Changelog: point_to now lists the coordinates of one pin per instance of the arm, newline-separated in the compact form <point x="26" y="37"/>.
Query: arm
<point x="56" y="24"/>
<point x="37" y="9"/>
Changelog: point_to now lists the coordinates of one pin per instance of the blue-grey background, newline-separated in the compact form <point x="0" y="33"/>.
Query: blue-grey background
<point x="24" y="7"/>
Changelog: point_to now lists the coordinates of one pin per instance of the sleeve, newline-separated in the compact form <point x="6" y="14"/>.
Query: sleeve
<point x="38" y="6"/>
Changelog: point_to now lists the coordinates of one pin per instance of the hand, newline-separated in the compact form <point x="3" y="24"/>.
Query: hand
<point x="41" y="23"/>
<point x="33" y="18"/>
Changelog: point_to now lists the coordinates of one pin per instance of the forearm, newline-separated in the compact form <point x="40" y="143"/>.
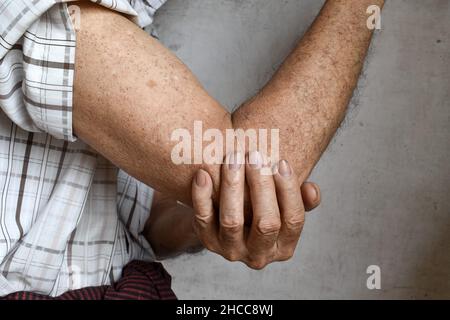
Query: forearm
<point x="307" y="98"/>
<point x="169" y="229"/>
<point x="131" y="94"/>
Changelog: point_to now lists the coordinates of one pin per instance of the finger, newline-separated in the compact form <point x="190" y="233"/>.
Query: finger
<point x="291" y="208"/>
<point x="205" y="222"/>
<point x="231" y="233"/>
<point x="266" y="215"/>
<point x="311" y="195"/>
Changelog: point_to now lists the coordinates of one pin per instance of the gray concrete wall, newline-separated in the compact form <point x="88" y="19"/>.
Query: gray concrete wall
<point x="386" y="176"/>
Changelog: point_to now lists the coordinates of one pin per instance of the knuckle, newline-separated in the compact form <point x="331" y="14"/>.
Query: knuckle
<point x="268" y="227"/>
<point x="232" y="256"/>
<point x="257" y="264"/>
<point x="260" y="182"/>
<point x="295" y="223"/>
<point x="286" y="254"/>
<point x="231" y="224"/>
<point x="202" y="221"/>
<point x="231" y="183"/>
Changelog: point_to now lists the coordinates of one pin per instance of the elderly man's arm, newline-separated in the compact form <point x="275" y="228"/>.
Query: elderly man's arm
<point x="131" y="94"/>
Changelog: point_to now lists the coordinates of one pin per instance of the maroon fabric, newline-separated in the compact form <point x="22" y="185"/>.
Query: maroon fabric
<point x="140" y="281"/>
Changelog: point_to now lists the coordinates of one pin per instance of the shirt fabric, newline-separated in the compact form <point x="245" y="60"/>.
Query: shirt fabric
<point x="68" y="217"/>
<point x="140" y="281"/>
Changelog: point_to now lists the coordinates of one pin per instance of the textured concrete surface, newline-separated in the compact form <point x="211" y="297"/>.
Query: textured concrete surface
<point x="385" y="178"/>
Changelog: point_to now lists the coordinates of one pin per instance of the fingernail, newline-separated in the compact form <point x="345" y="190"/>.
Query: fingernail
<point x="255" y="160"/>
<point x="312" y="193"/>
<point x="235" y="161"/>
<point x="317" y="190"/>
<point x="200" y="178"/>
<point x="284" y="168"/>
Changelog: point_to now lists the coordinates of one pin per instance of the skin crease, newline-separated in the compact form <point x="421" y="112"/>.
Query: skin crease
<point x="127" y="104"/>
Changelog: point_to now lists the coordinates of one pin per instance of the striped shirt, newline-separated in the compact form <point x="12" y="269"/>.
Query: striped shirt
<point x="68" y="218"/>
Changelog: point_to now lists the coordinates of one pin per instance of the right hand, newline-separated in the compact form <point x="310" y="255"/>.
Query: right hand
<point x="278" y="212"/>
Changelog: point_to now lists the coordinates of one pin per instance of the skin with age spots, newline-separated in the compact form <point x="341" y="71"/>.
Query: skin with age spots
<point x="151" y="84"/>
<point x="130" y="122"/>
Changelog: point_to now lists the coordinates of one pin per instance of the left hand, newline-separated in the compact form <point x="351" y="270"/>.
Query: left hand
<point x="278" y="212"/>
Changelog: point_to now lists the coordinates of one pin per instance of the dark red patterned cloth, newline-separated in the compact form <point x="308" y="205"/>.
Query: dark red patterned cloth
<point x="140" y="281"/>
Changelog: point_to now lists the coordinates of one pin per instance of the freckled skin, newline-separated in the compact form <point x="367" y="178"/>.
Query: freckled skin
<point x="131" y="93"/>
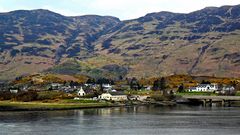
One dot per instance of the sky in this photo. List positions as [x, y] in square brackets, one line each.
[123, 9]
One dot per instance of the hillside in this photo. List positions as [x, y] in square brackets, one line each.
[204, 42]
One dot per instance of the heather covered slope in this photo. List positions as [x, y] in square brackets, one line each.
[205, 42]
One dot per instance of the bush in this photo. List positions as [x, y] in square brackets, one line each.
[6, 95]
[51, 95]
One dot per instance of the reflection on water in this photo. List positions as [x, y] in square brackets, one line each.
[140, 120]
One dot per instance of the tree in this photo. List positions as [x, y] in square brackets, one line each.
[134, 84]
[181, 88]
[156, 85]
[205, 82]
[163, 84]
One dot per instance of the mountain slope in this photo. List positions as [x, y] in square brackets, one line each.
[205, 42]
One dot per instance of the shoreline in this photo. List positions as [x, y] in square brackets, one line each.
[39, 106]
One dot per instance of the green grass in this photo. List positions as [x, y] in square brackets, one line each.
[61, 105]
[237, 93]
[196, 93]
[80, 101]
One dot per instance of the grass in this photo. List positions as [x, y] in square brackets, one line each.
[196, 93]
[138, 92]
[237, 93]
[60, 105]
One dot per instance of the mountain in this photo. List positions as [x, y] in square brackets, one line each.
[204, 42]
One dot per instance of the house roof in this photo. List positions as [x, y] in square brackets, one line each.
[117, 93]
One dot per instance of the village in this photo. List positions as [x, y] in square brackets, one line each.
[108, 90]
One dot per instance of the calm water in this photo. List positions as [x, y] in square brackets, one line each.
[143, 120]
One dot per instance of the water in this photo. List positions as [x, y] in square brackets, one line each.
[142, 120]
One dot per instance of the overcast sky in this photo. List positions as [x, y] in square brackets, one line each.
[123, 9]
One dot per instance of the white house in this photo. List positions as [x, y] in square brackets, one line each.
[204, 88]
[107, 87]
[228, 88]
[81, 92]
[15, 91]
[113, 96]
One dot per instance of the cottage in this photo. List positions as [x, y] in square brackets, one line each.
[14, 90]
[81, 92]
[107, 87]
[204, 88]
[113, 96]
[228, 88]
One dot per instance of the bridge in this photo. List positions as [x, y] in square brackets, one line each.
[224, 100]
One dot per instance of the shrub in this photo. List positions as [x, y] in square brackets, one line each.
[6, 95]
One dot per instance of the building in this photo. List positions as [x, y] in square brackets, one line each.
[14, 90]
[204, 88]
[107, 87]
[228, 88]
[113, 96]
[81, 92]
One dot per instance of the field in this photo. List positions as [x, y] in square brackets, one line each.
[57, 105]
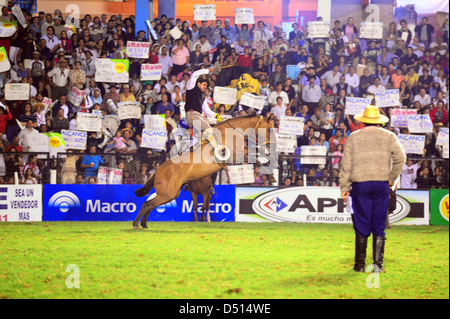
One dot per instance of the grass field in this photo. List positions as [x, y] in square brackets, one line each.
[216, 260]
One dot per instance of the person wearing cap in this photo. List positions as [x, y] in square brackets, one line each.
[36, 70]
[51, 40]
[196, 105]
[373, 158]
[59, 78]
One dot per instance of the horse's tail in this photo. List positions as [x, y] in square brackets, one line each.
[140, 192]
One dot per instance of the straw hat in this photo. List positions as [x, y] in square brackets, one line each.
[371, 115]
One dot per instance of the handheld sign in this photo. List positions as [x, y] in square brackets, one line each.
[204, 12]
[244, 15]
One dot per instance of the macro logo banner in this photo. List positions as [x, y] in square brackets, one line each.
[439, 207]
[119, 203]
[318, 205]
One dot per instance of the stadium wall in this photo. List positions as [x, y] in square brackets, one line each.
[54, 202]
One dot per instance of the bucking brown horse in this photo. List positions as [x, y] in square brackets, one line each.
[177, 171]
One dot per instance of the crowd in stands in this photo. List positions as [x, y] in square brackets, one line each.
[54, 55]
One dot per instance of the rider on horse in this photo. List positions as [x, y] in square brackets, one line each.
[196, 105]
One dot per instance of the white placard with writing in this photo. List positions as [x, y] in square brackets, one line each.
[371, 30]
[154, 135]
[356, 105]
[442, 137]
[204, 12]
[313, 151]
[17, 91]
[244, 15]
[420, 123]
[412, 144]
[76, 96]
[224, 95]
[129, 110]
[291, 125]
[318, 29]
[151, 72]
[88, 122]
[399, 117]
[75, 140]
[253, 101]
[286, 143]
[388, 98]
[176, 33]
[21, 203]
[111, 71]
[241, 174]
[138, 49]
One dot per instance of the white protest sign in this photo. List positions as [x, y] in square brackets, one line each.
[241, 174]
[151, 72]
[399, 117]
[7, 29]
[17, 91]
[76, 96]
[154, 135]
[318, 29]
[204, 12]
[420, 123]
[75, 140]
[356, 105]
[152, 31]
[176, 33]
[88, 122]
[244, 15]
[388, 98]
[254, 101]
[21, 203]
[138, 49]
[111, 70]
[286, 143]
[111, 176]
[5, 65]
[371, 30]
[412, 144]
[442, 137]
[129, 110]
[224, 95]
[291, 125]
[313, 151]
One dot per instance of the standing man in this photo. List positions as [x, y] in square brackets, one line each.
[373, 158]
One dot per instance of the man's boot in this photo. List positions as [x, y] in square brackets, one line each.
[378, 253]
[360, 254]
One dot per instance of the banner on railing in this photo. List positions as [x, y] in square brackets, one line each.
[118, 203]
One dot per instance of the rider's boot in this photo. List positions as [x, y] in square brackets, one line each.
[221, 152]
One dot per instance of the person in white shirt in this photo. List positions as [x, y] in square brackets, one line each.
[279, 109]
[423, 98]
[52, 42]
[376, 87]
[166, 61]
[278, 93]
[352, 79]
[59, 78]
[332, 76]
[204, 44]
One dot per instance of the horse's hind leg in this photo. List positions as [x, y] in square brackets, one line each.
[146, 208]
[194, 205]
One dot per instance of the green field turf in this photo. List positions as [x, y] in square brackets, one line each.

● Prompt: Above this task is a listing. Restate, word for word and with nothing added, the lines from the one with "Query: forearm" through the one with "the finger, newline-separated".

● The completed task:
Query: forearm
<point x="307" y="98"/>
<point x="169" y="229"/>
<point x="131" y="94"/>
Changelog: point_to now lists the coordinates of one pin per instance of the finger, newline-separated in the compact form <point x="190" y="233"/>.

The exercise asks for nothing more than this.